Exercise brief:
Where in the records does the word "window" appear? Copy each line that holds it.

++++ Data under study

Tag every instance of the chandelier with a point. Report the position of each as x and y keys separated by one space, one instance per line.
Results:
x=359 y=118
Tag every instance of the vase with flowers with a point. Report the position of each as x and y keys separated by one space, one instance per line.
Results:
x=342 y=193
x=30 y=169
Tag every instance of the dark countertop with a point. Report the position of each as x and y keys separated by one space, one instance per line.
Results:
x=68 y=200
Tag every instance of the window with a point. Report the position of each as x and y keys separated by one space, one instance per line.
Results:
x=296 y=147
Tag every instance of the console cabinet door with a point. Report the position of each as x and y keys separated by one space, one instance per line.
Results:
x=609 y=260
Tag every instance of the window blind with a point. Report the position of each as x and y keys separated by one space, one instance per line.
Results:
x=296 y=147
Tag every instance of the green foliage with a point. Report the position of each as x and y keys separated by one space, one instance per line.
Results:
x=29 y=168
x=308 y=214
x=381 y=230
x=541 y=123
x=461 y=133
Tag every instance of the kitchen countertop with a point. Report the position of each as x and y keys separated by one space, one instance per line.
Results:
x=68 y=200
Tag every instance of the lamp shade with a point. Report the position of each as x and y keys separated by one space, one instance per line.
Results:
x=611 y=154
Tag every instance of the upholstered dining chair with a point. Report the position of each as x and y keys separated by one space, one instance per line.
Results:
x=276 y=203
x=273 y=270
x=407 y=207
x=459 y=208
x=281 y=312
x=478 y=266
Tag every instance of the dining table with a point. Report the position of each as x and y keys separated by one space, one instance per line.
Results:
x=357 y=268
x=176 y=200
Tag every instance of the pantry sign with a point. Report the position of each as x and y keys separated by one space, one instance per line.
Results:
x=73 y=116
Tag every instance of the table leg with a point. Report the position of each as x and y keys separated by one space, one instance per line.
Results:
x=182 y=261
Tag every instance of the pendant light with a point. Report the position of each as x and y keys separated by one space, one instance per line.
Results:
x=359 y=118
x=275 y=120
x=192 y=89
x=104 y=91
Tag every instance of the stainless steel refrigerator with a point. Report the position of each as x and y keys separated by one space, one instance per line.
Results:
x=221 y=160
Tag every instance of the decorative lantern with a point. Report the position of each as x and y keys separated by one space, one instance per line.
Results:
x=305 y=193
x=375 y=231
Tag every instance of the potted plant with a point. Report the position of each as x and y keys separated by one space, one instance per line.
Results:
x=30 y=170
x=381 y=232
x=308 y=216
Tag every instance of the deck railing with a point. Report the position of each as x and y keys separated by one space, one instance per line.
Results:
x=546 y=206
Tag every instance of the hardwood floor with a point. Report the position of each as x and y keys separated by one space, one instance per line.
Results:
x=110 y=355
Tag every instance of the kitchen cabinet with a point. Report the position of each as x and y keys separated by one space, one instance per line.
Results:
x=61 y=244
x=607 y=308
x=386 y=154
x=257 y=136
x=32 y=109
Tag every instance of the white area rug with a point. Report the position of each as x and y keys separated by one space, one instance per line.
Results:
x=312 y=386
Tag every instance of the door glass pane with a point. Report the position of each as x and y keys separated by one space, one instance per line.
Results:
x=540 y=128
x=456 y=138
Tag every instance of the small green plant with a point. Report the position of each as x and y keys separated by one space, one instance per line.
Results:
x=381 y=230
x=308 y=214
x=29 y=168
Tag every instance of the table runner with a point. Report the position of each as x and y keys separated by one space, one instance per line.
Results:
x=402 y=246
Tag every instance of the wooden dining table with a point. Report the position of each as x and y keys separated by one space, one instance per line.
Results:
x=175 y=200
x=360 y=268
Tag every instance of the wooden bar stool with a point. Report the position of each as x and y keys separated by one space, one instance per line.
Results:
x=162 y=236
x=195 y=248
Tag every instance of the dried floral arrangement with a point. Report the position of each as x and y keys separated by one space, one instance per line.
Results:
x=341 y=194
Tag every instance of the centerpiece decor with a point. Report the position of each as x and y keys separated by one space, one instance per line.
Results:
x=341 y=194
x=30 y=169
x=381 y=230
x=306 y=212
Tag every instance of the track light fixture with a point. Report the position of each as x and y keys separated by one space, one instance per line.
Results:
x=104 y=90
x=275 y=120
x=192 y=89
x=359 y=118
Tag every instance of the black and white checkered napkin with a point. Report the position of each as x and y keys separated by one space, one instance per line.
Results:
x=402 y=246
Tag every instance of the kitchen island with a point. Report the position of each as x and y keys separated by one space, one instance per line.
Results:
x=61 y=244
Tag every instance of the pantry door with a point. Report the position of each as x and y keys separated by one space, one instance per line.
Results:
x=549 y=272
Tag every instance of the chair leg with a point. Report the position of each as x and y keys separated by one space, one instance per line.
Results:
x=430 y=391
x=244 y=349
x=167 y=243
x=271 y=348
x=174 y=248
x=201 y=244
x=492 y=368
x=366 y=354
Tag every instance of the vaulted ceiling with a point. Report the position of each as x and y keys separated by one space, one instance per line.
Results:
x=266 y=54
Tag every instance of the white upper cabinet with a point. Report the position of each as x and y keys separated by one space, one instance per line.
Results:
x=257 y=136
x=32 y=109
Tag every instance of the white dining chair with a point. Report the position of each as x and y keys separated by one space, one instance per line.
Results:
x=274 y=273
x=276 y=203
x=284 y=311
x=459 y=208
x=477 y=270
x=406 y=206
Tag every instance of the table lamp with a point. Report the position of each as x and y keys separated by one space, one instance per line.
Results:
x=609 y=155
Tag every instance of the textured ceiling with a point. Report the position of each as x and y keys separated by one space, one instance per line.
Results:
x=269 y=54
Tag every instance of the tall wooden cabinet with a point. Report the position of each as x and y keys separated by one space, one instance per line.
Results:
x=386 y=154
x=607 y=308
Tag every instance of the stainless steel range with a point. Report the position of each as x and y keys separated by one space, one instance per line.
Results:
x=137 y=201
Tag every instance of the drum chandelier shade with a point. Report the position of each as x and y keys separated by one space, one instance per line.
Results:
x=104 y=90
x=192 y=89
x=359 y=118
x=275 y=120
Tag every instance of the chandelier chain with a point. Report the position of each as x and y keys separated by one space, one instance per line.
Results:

++++++++

Written solution:
Tag every instance of the window with a point. Report the position of each as x and y keys separated by one space, one instance per line.
Tag every instance of the window blind with a point. Report the position of each as x and y keys separated by one space, one instance per line.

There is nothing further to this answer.